------ DATASET CONTENT
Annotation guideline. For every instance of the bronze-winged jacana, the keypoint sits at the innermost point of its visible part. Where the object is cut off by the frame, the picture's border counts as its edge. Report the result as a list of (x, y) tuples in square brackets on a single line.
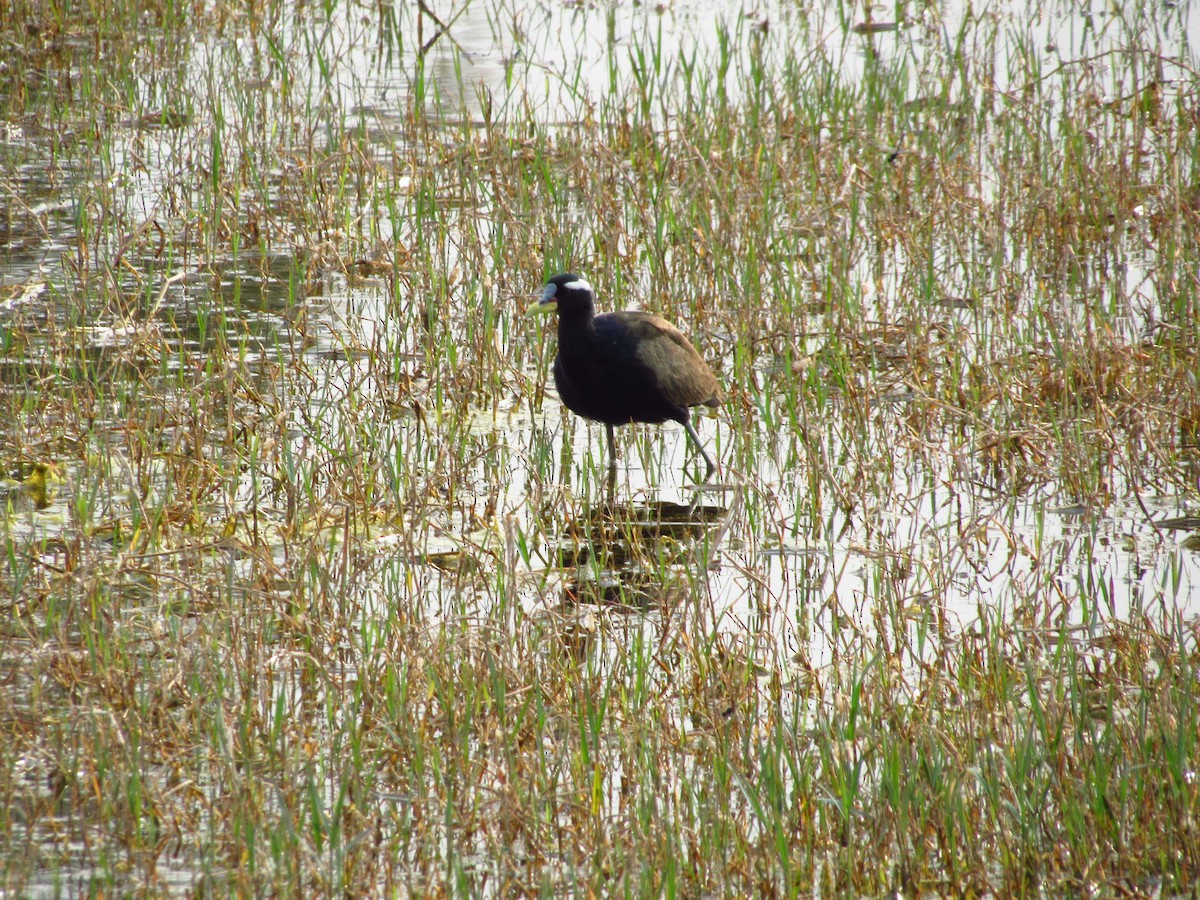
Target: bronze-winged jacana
[(623, 367)]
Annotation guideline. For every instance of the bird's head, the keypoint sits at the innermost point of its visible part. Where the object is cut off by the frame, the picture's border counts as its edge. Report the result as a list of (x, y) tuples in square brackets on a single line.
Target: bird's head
[(565, 294)]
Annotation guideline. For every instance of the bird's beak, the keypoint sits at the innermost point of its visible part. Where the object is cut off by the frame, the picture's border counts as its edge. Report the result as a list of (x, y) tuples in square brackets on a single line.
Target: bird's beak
[(546, 304)]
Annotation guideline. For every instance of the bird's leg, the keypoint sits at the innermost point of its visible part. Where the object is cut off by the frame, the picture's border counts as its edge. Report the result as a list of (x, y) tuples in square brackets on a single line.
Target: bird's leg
[(695, 439)]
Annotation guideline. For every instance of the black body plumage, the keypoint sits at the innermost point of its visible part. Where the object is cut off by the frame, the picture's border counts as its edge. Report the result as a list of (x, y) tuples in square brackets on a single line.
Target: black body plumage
[(622, 367)]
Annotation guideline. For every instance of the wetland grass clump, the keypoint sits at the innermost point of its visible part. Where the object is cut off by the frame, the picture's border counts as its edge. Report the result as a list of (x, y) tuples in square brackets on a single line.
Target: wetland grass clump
[(321, 603)]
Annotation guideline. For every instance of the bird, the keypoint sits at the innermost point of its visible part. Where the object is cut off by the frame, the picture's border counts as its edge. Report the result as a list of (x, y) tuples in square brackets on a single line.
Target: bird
[(623, 367)]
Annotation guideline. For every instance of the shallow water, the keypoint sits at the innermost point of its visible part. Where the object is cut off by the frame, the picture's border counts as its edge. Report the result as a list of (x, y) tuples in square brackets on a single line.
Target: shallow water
[(504, 515)]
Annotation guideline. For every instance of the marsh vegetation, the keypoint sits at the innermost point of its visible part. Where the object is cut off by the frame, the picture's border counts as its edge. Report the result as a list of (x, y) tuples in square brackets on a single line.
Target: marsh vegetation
[(310, 583)]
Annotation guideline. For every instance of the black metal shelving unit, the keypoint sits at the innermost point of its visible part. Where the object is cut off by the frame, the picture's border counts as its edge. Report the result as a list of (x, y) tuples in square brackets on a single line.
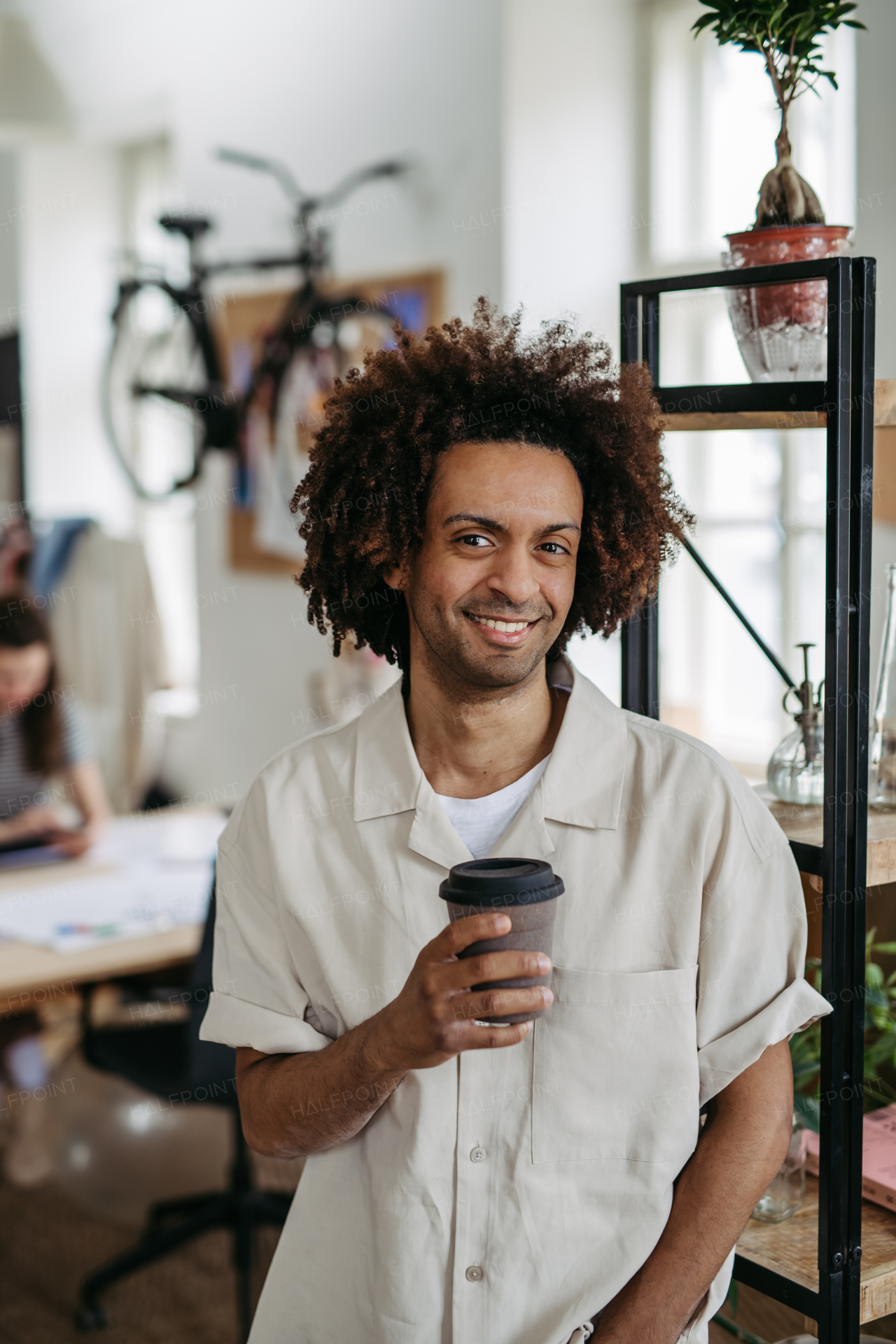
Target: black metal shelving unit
[(846, 398)]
------------
▶ YOUR ASSIGNMENT
Only the lines from the one containing "Annotation guideline. For every instance of the black metal" through the last line of the data belong in the copy, both included and reproduced exactly. Pictures do not.

▶ RESPONSE
Annotation guideline. For every instance of the black metal shelving unit, the keypoint sits at the innermost point of its visible part. Where the object is cut off by the frame, the picture's border counts as its edge. Report the result as a list of (x, y) tuples in square brackets on a single line.
Target: black metal shelving unit
[(846, 398)]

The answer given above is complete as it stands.